■ **WORK REQUIRED**
Exactly reproduce the line containing "Query: wooden railing" together with every line after it, through the end of the entries, and give nothing more.

■ **MATERIAL PROVIDED**

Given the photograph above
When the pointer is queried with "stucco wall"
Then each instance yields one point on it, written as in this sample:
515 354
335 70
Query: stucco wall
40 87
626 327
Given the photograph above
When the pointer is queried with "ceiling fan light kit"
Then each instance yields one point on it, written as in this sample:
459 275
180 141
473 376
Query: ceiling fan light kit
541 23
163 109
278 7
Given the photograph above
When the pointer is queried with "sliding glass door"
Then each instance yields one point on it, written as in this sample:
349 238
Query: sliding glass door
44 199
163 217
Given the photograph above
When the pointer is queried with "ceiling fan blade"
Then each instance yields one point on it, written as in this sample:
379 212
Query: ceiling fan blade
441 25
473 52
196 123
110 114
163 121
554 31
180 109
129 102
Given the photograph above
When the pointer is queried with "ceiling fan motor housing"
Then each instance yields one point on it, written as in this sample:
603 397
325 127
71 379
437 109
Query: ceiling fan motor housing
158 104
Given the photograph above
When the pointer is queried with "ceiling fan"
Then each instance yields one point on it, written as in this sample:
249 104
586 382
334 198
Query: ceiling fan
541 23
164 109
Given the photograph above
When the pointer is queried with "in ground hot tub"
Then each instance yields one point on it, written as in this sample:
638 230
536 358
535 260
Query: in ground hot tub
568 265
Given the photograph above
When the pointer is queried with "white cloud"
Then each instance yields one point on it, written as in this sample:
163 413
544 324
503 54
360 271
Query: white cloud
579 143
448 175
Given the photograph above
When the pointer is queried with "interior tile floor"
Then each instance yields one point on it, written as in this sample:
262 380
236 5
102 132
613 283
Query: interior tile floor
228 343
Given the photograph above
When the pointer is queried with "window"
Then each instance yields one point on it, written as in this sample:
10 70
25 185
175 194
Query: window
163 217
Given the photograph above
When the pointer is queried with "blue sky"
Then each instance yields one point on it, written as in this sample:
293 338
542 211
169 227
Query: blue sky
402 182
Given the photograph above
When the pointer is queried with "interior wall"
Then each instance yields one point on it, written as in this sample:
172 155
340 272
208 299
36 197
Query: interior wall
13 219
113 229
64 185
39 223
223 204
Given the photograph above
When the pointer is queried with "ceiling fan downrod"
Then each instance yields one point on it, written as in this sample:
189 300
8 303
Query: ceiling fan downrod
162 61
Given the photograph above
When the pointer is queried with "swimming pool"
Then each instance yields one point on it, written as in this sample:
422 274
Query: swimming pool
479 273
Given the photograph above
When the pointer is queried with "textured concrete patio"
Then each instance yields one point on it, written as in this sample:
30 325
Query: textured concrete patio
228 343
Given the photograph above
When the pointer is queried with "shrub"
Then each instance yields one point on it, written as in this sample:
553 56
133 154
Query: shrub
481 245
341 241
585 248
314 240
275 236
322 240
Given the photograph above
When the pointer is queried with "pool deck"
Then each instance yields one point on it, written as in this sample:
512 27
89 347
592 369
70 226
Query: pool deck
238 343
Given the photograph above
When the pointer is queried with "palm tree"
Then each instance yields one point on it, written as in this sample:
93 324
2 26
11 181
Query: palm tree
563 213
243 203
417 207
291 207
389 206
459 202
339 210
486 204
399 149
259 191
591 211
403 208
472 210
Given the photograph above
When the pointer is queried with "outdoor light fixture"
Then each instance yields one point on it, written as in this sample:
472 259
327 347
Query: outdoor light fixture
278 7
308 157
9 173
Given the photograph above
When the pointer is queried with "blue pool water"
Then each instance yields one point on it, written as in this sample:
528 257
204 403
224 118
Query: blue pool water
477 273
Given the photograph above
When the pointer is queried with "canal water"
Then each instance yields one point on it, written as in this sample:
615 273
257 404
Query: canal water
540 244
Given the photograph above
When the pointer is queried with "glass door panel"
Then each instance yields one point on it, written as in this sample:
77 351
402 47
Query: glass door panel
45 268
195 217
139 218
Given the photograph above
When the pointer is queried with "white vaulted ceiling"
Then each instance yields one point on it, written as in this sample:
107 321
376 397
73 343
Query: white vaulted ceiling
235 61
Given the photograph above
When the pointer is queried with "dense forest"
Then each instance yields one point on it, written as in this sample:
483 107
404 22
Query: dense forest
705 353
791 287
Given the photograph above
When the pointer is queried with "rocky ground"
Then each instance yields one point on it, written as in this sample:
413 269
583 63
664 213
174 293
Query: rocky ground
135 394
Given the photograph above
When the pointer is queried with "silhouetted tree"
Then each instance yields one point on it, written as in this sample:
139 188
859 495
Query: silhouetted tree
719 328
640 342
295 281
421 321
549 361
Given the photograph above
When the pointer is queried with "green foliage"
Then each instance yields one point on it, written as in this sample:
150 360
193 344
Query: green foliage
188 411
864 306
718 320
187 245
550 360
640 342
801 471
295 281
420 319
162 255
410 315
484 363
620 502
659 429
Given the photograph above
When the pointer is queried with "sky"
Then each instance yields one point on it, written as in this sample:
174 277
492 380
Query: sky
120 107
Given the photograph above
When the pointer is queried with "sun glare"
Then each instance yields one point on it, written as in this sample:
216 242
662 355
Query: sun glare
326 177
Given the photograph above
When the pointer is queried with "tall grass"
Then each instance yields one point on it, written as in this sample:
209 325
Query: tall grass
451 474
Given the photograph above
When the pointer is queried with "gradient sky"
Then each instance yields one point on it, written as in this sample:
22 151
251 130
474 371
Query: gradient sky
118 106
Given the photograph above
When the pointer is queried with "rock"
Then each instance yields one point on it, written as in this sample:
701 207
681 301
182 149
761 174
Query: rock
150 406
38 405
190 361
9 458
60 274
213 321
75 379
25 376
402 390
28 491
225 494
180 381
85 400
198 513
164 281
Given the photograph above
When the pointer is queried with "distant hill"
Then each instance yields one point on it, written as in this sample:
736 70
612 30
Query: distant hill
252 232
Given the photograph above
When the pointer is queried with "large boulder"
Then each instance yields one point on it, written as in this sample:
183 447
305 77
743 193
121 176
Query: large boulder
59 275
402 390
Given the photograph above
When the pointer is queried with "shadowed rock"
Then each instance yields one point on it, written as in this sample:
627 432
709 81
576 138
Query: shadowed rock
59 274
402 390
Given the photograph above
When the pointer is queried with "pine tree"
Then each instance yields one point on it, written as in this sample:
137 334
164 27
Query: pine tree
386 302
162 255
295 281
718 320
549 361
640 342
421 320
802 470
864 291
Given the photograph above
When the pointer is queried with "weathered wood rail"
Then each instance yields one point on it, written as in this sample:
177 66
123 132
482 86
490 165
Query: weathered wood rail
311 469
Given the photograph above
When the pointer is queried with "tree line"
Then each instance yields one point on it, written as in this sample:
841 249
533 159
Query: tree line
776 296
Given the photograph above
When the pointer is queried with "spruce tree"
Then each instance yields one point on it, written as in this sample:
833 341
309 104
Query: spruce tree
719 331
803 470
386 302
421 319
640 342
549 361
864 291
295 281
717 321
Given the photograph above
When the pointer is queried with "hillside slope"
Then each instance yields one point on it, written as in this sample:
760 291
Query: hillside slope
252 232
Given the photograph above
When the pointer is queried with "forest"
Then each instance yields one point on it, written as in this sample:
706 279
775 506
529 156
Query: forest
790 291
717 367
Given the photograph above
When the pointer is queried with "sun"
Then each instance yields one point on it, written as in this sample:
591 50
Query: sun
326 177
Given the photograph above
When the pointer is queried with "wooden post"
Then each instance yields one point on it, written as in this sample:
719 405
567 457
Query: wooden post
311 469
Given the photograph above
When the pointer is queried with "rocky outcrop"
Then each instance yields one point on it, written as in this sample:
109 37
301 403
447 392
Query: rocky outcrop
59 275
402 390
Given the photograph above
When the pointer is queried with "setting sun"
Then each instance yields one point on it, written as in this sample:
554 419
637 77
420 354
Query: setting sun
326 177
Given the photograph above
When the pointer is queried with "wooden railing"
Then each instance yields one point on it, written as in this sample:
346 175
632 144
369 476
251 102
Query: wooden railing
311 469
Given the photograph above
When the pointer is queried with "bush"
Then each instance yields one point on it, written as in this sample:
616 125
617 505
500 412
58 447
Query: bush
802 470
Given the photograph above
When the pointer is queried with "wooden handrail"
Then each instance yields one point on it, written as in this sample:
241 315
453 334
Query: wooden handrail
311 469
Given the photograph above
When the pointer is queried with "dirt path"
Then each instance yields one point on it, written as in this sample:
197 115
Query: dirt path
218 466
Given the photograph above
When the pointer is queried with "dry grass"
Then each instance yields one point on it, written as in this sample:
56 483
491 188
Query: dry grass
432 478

■ **ANSWER SPACE**
Query: wooden railing
311 469
Given the photograph above
When the pointer is queried with "bush"
Then each instance yields one point on it, written as in this sample:
616 125
617 505
500 412
58 447
Query: bush
802 470
Given the photograph above
When the pointer is queried with "wooden handrail"
Then each instance yields one point on it, written as in this sample:
241 315
453 334
Query: wooden handrail
311 469
Given the photograph above
When the pointer is queried with "dirt path"
Then each instance yields one point on it, written as in this sample:
197 115
Query: dirt path
218 466
Given the photograph above
When the pointer is queried with "dry grass"
Then each instance yields one point on it, written as in this sample:
56 483
491 188
Query: dry grass
432 478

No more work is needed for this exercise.